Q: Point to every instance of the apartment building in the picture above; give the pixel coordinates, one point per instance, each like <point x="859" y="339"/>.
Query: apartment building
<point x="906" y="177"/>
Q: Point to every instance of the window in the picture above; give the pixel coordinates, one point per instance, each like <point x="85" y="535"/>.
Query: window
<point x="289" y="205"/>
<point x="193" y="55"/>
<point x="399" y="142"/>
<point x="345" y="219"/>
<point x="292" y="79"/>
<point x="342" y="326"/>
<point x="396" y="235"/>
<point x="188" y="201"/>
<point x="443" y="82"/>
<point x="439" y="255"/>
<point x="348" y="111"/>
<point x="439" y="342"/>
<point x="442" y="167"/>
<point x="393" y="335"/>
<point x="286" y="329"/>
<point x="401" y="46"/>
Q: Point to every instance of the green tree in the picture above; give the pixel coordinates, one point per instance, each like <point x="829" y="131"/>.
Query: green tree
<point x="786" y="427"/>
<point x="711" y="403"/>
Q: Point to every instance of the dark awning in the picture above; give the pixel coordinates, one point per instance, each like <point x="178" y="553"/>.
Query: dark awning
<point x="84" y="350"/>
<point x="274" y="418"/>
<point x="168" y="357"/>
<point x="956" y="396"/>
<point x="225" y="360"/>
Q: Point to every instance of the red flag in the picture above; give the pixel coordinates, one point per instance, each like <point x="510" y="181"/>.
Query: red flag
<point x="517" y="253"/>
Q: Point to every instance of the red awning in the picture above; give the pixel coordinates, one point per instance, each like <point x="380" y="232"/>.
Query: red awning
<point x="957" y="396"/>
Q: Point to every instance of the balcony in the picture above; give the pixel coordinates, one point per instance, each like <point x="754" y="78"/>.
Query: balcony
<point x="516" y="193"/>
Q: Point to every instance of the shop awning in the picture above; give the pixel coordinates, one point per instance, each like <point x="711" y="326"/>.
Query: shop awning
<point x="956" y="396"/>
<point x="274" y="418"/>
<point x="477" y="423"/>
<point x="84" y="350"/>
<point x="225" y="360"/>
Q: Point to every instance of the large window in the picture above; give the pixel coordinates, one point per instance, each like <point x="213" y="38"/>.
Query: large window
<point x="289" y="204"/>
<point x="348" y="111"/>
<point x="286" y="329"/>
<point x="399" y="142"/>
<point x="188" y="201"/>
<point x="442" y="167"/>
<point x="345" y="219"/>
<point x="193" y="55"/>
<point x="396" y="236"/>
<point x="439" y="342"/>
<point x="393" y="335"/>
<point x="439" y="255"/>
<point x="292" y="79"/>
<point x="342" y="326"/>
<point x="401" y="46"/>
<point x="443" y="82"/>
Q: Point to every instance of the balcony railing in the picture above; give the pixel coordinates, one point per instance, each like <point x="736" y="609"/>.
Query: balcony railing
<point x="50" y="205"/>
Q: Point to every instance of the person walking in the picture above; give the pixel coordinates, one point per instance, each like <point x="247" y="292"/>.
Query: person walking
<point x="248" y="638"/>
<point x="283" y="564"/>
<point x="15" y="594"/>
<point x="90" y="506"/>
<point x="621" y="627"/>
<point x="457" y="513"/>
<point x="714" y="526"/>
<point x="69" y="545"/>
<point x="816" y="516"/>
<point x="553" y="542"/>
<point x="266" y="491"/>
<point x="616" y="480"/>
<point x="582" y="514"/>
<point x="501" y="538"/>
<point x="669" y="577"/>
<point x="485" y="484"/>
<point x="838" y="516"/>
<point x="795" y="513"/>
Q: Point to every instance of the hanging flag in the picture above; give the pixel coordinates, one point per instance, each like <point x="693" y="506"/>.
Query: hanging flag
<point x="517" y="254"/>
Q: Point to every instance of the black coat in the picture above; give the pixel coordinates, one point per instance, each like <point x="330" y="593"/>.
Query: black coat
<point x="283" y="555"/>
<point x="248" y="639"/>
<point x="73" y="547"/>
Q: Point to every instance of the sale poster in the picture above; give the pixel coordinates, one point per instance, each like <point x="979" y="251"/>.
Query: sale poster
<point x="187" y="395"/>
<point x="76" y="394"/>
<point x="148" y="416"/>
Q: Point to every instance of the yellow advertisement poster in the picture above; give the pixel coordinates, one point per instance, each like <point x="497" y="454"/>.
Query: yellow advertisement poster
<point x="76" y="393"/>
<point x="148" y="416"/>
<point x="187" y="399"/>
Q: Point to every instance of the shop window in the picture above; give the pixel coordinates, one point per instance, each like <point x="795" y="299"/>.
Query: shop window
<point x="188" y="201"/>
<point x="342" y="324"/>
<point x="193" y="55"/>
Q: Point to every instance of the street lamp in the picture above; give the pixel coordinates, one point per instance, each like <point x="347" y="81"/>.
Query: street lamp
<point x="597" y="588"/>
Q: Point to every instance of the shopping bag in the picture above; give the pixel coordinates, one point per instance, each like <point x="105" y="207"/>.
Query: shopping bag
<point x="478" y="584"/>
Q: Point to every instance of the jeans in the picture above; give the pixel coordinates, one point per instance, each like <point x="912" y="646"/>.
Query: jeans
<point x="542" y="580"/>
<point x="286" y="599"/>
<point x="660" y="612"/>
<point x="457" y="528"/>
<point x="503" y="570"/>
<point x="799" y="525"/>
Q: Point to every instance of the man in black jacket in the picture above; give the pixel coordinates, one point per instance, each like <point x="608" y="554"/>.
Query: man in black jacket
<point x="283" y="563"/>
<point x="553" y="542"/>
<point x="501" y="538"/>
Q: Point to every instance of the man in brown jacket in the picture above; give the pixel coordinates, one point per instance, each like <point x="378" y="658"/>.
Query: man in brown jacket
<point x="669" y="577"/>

**STATED TASK**.
Pull every line from the listing above and copy each one verbatim, in the same order.

**RESULT BELOW**.
Q: Point to every instance of the apartment building in the picture above; give the pixel coordinates, one point per instance, each like <point x="859" y="339"/>.
Query: apartment building
<point x="906" y="177"/>
Q: Point to every instance of the window in the picture above; give the pixel coordinates, one point per instance, each like <point x="85" y="535"/>.
Query: window
<point x="289" y="205"/>
<point x="193" y="55"/>
<point x="399" y="142"/>
<point x="345" y="219"/>
<point x="292" y="79"/>
<point x="342" y="326"/>
<point x="396" y="235"/>
<point x="188" y="201"/>
<point x="443" y="82"/>
<point x="439" y="255"/>
<point x="348" y="111"/>
<point x="439" y="342"/>
<point x="442" y="167"/>
<point x="393" y="335"/>
<point x="286" y="329"/>
<point x="401" y="46"/>
Q: Point to every instance of the green tree in the picture above; give the pixel coordinates, one point per instance, each like <point x="829" y="131"/>.
Query: green tree
<point x="786" y="427"/>
<point x="711" y="403"/>
Q: Point to every instance of the dark awning in the picture above; give the pixel coordinates, one point per instance, each like <point x="178" y="553"/>.
Query: dark awning
<point x="84" y="350"/>
<point x="274" y="418"/>
<point x="168" y="357"/>
<point x="956" y="396"/>
<point x="225" y="360"/>
Q: Point to every instance of the red flag in the picture above; give the pixel coordinates, one point per instance, each like <point x="510" y="181"/>.
Query: red flag
<point x="517" y="253"/>
Q: Point to every instance of the red awning in the picture above; give the pixel coordinates, one point per instance, each like <point x="380" y="232"/>.
Query: red awning
<point x="957" y="396"/>
Q: Point to every instance of the balcony in the picture above; give the pixel coordinates, one point per instance, each like <point x="754" y="78"/>.
Query: balcony
<point x="516" y="193"/>
Q: Point to every instance of the shop awning in the picture above; give the pixel coordinates, one point per instance, each like <point x="711" y="326"/>.
Query: shop awning
<point x="956" y="396"/>
<point x="274" y="418"/>
<point x="477" y="423"/>
<point x="84" y="350"/>
<point x="225" y="360"/>
Q: Point to every instance of the large window in the picture above; give the pixel coordinates, one point per instance, each like <point x="213" y="38"/>.
Query: large window
<point x="289" y="204"/>
<point x="348" y="111"/>
<point x="286" y="329"/>
<point x="399" y="142"/>
<point x="188" y="201"/>
<point x="442" y="167"/>
<point x="345" y="219"/>
<point x="193" y="55"/>
<point x="396" y="236"/>
<point x="439" y="342"/>
<point x="393" y="335"/>
<point x="439" y="255"/>
<point x="292" y="79"/>
<point x="342" y="326"/>
<point x="401" y="46"/>
<point x="443" y="82"/>
Q: Point to every instance of the balcony railing in the picture above; give the pixel coordinates, one point per instance, each like <point x="736" y="609"/>.
Query: balcony railing
<point x="50" y="205"/>
Q: Point to every instance of the person walking in the picture above; give the pixel coordinates, one point per instance, each like <point x="247" y="292"/>.
Query: person walking
<point x="248" y="638"/>
<point x="283" y="564"/>
<point x="15" y="594"/>
<point x="90" y="506"/>
<point x="621" y="627"/>
<point x="457" y="513"/>
<point x="714" y="526"/>
<point x="69" y="545"/>
<point x="816" y="516"/>
<point x="553" y="542"/>
<point x="266" y="491"/>
<point x="616" y="480"/>
<point x="582" y="514"/>
<point x="501" y="538"/>
<point x="669" y="577"/>
<point x="485" y="484"/>
<point x="838" y="516"/>
<point x="795" y="513"/>
Q: Point to every instance of the hanging flag in the picture above; give the pixel coordinates, one point per instance, each like <point x="693" y="506"/>.
Query: hanging flag
<point x="517" y="254"/>
Q: Point to every instance of the black coat in the picture above; give the pixel coordinates, one point per instance, each like <point x="330" y="593"/>.
Query: black coat
<point x="283" y="555"/>
<point x="248" y="639"/>
<point x="73" y="547"/>
Q: Point to every instance of the sale poster in the picture above; give the pixel coordinates, one point per instance, each like <point x="979" y="251"/>.
Query: sale poster
<point x="187" y="395"/>
<point x="76" y="394"/>
<point x="148" y="416"/>
Q: Point to every instance of the yellow advertisement poster in the picture above; give the pixel coordinates, one point per instance, each like <point x="497" y="454"/>.
Query: yellow advertisement poster
<point x="76" y="393"/>
<point x="148" y="416"/>
<point x="187" y="399"/>
Q: Point to every instance of the shop window in the picture above; give the pixel coordinates, one point per instance, each like <point x="795" y="299"/>.
Query: shop window
<point x="188" y="201"/>
<point x="342" y="324"/>
<point x="193" y="55"/>
Q: Point to every instance of the street lamp in the picture above; give the pixel coordinates, one point per instance, each like <point x="347" y="81"/>.
Query: street lamp
<point x="597" y="588"/>
Q: Point to every instance of the shopping bag in the picture above; give the pixel coordinates, one point per instance, each like <point x="105" y="207"/>.
Query: shopping bag
<point x="478" y="584"/>
Q: Point to every instance of the jeans in the picture above; give the pixel coordinates, one point per instance, each like <point x="912" y="646"/>.
Query: jeans
<point x="542" y="580"/>
<point x="286" y="599"/>
<point x="660" y="612"/>
<point x="457" y="528"/>
<point x="503" y="570"/>
<point x="799" y="525"/>
Q: Point to every instance of the man in black jacket in the picture above; give the pixel coordinates, one point per instance, each like <point x="608" y="554"/>.
Query: man in black jacket
<point x="283" y="563"/>
<point x="553" y="542"/>
<point x="501" y="538"/>
Q: Point to every instance of the man in brown jacket in the picture above; give the pixel coordinates, one point per instance, each like <point x="378" y="658"/>.
Query: man in brown jacket
<point x="669" y="577"/>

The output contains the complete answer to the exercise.